#### Task goal
The listing below should be copied in full, word for word.

Point labeling examples

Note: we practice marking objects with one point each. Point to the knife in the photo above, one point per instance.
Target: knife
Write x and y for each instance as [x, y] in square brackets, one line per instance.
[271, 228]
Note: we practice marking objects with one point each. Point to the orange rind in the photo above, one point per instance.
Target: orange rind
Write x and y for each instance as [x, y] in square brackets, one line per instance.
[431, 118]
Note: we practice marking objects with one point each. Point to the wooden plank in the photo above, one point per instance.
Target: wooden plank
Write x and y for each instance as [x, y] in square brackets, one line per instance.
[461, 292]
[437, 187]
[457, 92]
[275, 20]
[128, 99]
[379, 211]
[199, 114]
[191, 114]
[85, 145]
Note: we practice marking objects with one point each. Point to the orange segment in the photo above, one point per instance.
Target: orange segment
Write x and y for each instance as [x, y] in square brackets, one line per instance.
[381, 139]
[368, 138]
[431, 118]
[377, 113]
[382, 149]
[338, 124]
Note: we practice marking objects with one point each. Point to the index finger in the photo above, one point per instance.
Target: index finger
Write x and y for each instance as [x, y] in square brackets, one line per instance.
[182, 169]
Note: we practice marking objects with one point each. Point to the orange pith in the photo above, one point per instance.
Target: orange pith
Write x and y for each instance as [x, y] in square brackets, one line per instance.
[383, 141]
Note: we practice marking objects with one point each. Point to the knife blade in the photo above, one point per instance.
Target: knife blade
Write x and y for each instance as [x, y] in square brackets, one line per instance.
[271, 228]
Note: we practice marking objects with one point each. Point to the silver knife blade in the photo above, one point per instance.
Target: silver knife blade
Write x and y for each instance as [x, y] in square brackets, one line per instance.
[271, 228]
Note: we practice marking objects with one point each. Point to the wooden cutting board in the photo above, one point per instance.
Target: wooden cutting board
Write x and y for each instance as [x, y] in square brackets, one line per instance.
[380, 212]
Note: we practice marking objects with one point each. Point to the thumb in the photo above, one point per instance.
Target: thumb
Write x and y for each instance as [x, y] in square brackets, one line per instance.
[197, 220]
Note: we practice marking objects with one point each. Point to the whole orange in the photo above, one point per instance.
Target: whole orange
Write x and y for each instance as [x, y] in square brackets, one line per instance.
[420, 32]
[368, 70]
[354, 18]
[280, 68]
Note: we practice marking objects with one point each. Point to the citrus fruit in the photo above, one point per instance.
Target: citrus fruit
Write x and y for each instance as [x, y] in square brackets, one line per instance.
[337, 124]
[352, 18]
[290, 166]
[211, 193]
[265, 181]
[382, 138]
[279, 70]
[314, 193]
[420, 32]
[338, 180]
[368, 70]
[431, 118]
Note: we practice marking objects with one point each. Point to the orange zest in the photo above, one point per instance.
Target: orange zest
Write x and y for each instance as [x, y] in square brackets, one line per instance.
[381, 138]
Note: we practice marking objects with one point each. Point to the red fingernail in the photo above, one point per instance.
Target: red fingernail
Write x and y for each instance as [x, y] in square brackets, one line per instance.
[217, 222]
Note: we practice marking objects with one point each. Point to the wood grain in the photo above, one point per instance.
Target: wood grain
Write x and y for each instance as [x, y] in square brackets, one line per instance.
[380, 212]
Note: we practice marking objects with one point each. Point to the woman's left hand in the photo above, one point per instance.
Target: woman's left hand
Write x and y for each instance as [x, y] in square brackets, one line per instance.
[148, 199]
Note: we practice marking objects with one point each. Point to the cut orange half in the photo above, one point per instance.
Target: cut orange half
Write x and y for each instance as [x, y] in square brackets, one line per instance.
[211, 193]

#### Finished task
Note: we practice marking objects with one point each. Point to the knife in the photo above, one point per instance.
Target: knife
Write x and y for each instance as [x, y] in square brackets, one line per instance.
[271, 228]
Note: we practice marking objects with one point each. Point to the orange rind in the photo above, one point per instance.
Target: orange rind
Write x and y for each instance as [x, y] in square brackets, one line per instance.
[431, 118]
Note: we practice marking objects with one point each. Point to the wooden plank in the photo above, one point per instance.
Target: wooden plank
Write x and y for each instance as [x, y] in square brackets, one line per instance.
[461, 292]
[437, 187]
[457, 92]
[275, 20]
[128, 99]
[379, 211]
[199, 114]
[191, 114]
[85, 145]
Note: we practice marking objects with one point each. Point to the orange segment in the photo above, one point per instance.
Target: orange segment
Write x and y for each instance as [x, y] in square brackets, one line per instance.
[381, 139]
[368, 138]
[431, 118]
[377, 113]
[382, 149]
[338, 124]
Note: we practice marking objects with one point each. Point to the index finger in the photo above, one point per instance.
Target: index finger
Write x and y for each instance as [x, y] in square brackets, one line per instance.
[182, 169]
Note: we practice marking objects with one point each. Point to the orange pith in the photo above, one point per instance.
Target: orange pith
Write x and y for each instance as [x, y] in square brackets, one line per instance.
[383, 141]
Note: we practice marking objects with one point each. Point to the knife blade in the photo above, one point per instance.
Target: knife blade
Write x and y for each instance as [x, y] in square brackets, one line per instance.
[271, 228]
Note: we practice marking objects with one point each. Point to the silver knife blade in the photo above, one point per instance.
Target: silver knife blade
Write x and y for each instance as [x, y] in square brackets, one line per instance.
[271, 228]
Note: we practice marking objects with one point each. Point to the wooden cutting board in the photo above, one point per instance.
Target: wooden cutting board
Write x and y for each instance as [x, y] in square brackets, one line per instance.
[380, 212]
Note: we practice marking objects with one point each. Point to the thumb in the photo above, one point per instance.
Target: thumb
Write x and y for each instance as [x, y] in square brackets, one line per instance.
[197, 220]
Note: we practice marking objects with one point each. Point to the whole orange in the photo above, one point per instance.
Target: whole orange
Write x and y for each instance as [x, y] in square brackets, one line per instance.
[420, 32]
[368, 70]
[354, 18]
[280, 68]
Note: we practice marking objects with one point each. Point to the citrus fruit in the photo above, one point per instance.
Target: citrus fruit
Write x and y for each instance as [x, y] in square brackets, one line per instance.
[337, 124]
[352, 18]
[290, 166]
[211, 193]
[265, 181]
[382, 138]
[279, 70]
[314, 193]
[420, 32]
[338, 180]
[368, 70]
[431, 118]
Note: we practice marking objects with one point each. Point to the orange zest in the photo above, one point per instance.
Target: orange zest
Write x and y for each instance as [x, y] in square brackets, one line per instance.
[381, 138]
Note: we practice marking objects with one point each. Point to the red fingernail in the photo above, one point per instance.
Target: red fingernail
Write x and y for each instance as [x, y] in square brackets, one line per instance.
[217, 222]
Note: we practice marking objects with one point each. Point to the wood grain in the photo above, one point per instance.
Target: wood grain
Write x and y for each instance as [x, y] in square brackets, one line per instance.
[380, 212]
Note: we practice marking objects with one point each. Point to the woman's left hand in the photo above, one point per instance.
Target: woman's left hand
Write x and y for each instance as [x, y] in square brackets, one line per instance.
[148, 199]
Note: we practice marking objects with one point each. Point to the cut orange half in the photo above, one point per instance.
Target: cut orange half
Write x and y for each instance as [x, y] in square brackets, one line per instance.
[211, 193]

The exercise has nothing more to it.